──────── DATA RECORDS ────────

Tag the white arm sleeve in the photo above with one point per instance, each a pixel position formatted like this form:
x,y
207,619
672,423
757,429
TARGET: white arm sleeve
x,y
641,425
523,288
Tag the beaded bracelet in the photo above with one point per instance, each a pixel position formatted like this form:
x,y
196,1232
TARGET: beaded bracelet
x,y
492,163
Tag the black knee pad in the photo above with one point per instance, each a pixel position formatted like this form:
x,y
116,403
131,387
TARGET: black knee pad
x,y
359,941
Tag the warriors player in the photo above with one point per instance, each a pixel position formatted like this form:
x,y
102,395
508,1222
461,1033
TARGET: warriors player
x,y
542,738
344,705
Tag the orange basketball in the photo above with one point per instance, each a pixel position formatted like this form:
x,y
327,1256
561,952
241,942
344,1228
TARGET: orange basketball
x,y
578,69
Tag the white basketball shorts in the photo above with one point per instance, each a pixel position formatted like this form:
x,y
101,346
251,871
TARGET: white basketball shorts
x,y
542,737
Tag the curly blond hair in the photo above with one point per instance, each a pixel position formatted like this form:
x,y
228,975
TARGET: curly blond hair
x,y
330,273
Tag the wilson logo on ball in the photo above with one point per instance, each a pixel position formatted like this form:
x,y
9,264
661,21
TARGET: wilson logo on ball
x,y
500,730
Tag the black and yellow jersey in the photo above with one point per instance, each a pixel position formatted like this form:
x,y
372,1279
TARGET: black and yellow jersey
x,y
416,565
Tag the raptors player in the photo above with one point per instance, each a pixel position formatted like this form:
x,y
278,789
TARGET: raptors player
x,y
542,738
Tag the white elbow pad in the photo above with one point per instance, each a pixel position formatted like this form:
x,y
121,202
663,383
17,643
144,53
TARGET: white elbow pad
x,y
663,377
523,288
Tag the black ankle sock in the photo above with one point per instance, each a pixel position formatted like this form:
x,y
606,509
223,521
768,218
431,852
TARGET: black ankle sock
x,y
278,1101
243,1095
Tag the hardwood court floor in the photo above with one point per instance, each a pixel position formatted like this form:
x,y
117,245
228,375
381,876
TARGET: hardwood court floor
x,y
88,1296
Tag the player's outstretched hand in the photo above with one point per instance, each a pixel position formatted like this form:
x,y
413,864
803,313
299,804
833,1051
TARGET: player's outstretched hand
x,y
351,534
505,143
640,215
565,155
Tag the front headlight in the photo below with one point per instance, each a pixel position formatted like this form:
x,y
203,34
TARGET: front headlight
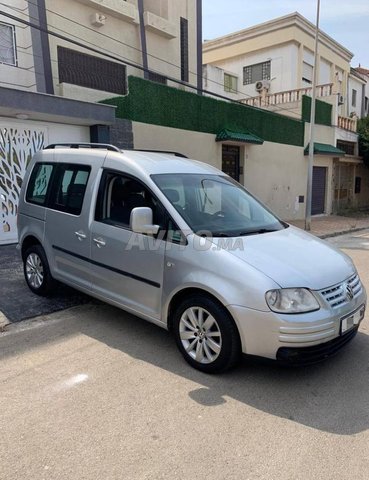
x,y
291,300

────────

#### [EXERCISE AIM]
Output every entry verbatim but skip the pictures.

#### [SOLUTION BELOW]
Tag the white arm sleeve in the photo above with one point per instance, each a pixel position formatted like this form:
x,y
207,619
672,423
757,429
TARGET: white arm sleeve
x,y
641,425
523,288
Tag the beaded bracelet in the photo above with one point per instance, each a pixel position formatted like this form:
x,y
196,1232
TARGET: beaded bracelet
x,y
492,163
Tag the black knee pad in the photo above with one point per instance, each a pixel position formatted like this form:
x,y
116,403
131,387
TARGET: black knee pad
x,y
359,941
Tag the warriors player in the photo above with one point per instance, each a pixel position formatted like this form:
x,y
102,395
508,1222
461,1033
TARGET: warriors player
x,y
542,738
344,705
Tag the orange basketball in the photo above with one point per instance, each a pixel position formatted like this form:
x,y
327,1256
561,952
241,942
344,1228
TARGET: orange basketball
x,y
578,69
Tag the white basketball shorts in the photo above with one point per instance, each a pixel position formatted like this form:
x,y
101,346
251,871
TARGET: white basketball shorts
x,y
542,737
Tag the curly blond hair in the photo above with one point per instance, each a pixel position formatted like this form:
x,y
228,975
TARGET: curly blond hair
x,y
330,273
Tag the wilson logo on ball in the photo above with one point per instance, each a pixel position formatted like this form:
x,y
9,264
661,21
TARGET: wilson logo on ball
x,y
500,730
Tag the black and yellow jersey in the photo above with one point per instance, each a pixel position formatted like this form:
x,y
372,1279
TARGET: black and yellow jersey
x,y
416,565
Tag the raptors player in the photo above with one point per instance, each a pixel position formatted like this form:
x,y
278,789
TARGET: raptors player
x,y
542,738
Tag the white elbow pad in the photo above with one point per instance, each a pixel position formatted like this form:
x,y
121,202
663,383
17,643
144,53
TARGET: white elbow pad
x,y
663,377
523,288
Tag the black ankle sock in the photo above with one point per instance, each a pixel position formatted like this form:
x,y
606,509
223,521
768,218
431,852
TARGET: black ankle sock
x,y
278,1101
243,1095
Tag the hardwood court floor in the photo above with one point per instance, each a pixel position formatted like this form:
x,y
117,245
228,375
381,876
TARGET: hardwood court floor
x,y
88,1296
Tag the player's outstretched hand in the photo above with one point per instance, each a pixel position formatted like this form:
x,y
413,864
803,313
299,804
833,1051
TARGET: player's outstretched hand
x,y
351,534
505,143
640,215
565,155
Tag the front headlight in the photo below with one point per instance, each a pixel position formatted like this form:
x,y
203,34
TARGET: front headlight
x,y
291,300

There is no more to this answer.